• _REQUIREMENTS_: From the line with "the <item>rider's leg</item>" up to and including the line with "M 48 36 L 46", output the data as a Markdown table with columns Row and Line, numbering each row and leaving out blank lines.

------------------------------------------------------------

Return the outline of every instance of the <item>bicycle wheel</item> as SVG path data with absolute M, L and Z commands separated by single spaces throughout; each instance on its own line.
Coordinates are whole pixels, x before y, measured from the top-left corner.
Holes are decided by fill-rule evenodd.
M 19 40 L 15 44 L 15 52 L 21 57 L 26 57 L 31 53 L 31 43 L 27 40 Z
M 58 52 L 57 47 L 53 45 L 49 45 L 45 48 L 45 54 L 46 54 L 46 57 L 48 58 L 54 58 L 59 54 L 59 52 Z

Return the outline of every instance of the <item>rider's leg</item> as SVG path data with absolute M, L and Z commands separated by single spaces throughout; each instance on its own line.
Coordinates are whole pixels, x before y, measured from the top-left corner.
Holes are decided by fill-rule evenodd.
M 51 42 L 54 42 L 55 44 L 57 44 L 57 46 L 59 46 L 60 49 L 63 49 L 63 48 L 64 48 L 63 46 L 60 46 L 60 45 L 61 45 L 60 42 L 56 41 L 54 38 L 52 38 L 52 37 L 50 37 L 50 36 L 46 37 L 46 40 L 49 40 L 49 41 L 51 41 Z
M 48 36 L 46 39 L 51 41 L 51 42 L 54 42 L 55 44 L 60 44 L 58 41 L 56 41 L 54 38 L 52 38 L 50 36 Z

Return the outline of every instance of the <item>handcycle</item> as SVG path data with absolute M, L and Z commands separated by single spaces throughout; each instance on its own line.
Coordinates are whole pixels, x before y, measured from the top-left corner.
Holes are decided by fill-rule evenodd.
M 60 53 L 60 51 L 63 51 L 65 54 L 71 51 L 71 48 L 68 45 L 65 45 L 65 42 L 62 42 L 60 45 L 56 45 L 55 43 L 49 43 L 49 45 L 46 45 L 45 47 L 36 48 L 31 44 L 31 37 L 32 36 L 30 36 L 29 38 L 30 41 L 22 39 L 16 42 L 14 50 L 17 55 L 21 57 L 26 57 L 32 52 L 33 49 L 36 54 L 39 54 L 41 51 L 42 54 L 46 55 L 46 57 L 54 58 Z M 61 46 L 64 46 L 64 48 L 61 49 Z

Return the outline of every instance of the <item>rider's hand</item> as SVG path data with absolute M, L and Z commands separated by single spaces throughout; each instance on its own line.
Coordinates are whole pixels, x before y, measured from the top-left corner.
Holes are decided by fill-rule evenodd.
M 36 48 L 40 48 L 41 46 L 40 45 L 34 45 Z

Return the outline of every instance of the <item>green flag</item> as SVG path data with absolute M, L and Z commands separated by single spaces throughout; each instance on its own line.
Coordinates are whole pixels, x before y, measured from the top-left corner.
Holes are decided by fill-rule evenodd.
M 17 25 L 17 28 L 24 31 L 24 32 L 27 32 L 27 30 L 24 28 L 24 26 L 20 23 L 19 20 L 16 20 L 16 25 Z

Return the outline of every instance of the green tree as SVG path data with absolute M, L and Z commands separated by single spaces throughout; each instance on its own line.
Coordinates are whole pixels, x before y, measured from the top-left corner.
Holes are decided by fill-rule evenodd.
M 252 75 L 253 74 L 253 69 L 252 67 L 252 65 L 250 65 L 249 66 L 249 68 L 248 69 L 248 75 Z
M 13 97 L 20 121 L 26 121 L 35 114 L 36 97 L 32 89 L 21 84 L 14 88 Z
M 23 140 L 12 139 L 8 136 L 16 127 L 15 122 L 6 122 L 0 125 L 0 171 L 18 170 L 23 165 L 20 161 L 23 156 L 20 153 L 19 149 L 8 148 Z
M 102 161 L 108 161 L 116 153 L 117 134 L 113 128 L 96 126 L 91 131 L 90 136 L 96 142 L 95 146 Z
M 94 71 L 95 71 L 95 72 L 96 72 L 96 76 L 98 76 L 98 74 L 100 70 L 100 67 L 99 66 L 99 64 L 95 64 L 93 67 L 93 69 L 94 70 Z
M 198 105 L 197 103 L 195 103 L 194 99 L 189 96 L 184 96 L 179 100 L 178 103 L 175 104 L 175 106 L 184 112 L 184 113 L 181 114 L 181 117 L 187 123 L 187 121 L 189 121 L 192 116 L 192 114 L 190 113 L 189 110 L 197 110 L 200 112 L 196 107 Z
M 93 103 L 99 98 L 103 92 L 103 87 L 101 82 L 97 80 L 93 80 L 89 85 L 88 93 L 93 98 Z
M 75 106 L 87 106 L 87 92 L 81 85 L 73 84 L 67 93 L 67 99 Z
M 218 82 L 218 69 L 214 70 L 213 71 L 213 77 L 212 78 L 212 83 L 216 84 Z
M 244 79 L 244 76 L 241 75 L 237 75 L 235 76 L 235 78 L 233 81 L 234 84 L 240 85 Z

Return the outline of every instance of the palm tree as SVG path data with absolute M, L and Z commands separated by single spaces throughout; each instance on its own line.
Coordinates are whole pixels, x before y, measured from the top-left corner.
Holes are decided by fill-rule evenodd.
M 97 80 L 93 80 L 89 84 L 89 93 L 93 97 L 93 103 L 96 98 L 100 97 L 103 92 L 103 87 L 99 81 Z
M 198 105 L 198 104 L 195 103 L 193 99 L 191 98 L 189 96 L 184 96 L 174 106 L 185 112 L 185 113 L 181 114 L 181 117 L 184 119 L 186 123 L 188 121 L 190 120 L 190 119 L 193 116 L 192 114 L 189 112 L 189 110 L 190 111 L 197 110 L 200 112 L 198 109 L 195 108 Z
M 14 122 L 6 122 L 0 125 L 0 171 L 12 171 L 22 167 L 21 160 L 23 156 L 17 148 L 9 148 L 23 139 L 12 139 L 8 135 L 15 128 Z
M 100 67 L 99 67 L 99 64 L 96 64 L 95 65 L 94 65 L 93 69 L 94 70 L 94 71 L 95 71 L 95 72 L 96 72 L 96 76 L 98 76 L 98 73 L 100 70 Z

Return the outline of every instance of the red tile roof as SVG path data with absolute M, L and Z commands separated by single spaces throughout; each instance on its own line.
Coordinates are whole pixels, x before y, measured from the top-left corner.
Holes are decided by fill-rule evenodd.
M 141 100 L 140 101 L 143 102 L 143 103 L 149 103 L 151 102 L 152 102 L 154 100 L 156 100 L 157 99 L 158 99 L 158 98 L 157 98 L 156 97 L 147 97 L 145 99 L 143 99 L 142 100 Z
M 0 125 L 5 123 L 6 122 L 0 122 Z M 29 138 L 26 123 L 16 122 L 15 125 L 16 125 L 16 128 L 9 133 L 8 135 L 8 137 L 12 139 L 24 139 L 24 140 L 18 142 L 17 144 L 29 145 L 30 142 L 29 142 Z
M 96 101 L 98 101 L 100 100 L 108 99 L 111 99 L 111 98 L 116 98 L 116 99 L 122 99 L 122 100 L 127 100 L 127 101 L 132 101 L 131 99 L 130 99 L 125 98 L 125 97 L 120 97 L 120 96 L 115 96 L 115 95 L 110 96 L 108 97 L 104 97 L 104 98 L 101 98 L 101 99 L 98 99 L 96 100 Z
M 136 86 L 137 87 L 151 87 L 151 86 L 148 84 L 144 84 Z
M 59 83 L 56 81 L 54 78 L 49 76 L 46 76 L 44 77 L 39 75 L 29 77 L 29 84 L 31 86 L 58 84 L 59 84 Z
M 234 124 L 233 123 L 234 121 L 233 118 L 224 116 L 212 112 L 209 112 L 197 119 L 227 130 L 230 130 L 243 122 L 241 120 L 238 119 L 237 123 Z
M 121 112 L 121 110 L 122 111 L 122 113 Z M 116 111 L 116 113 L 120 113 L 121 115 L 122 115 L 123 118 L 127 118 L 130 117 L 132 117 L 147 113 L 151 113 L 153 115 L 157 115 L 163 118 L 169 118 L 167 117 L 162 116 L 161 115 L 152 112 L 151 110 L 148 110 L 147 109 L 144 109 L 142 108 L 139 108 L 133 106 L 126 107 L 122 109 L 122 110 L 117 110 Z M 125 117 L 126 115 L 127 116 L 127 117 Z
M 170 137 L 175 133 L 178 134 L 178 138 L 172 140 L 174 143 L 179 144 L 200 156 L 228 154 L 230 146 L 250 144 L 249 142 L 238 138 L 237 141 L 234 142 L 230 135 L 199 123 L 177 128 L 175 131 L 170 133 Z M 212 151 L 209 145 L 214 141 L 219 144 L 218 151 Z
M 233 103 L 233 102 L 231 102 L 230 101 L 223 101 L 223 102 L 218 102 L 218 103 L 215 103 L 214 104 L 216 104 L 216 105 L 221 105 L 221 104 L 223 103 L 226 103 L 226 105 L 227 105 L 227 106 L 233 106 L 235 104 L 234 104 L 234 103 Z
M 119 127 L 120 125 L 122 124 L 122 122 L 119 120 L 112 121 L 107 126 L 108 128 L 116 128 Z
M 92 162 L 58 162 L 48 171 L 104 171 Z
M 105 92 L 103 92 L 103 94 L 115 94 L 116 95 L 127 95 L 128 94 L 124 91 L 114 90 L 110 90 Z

------------------------------------------------------------

• _COMPLETE ANSWER_:
| Row | Line |
|---|---|
| 1 | Return the outline of every instance of the <item>rider's leg</item> as SVG path data with absolute M, L and Z commands separated by single spaces throughout; each instance on its own line. |
| 2 | Coordinates are whole pixels, x before y, measured from the top-left corner. |
| 3 | Holes are decided by fill-rule evenodd. |
| 4 | M 51 42 L 54 42 L 55 44 L 57 44 L 57 46 L 59 46 L 60 49 L 63 49 L 63 48 L 64 48 L 63 46 L 60 46 L 60 45 L 61 45 L 60 42 L 56 41 L 54 38 L 52 38 L 52 37 L 50 37 L 50 36 L 46 37 L 46 40 L 49 40 L 49 41 L 51 41 Z |
| 5 | M 48 36 L 46 39 L 51 41 L 51 42 L 54 42 L 55 44 L 60 44 L 58 41 L 56 41 L 54 38 L 52 38 L 50 36 Z |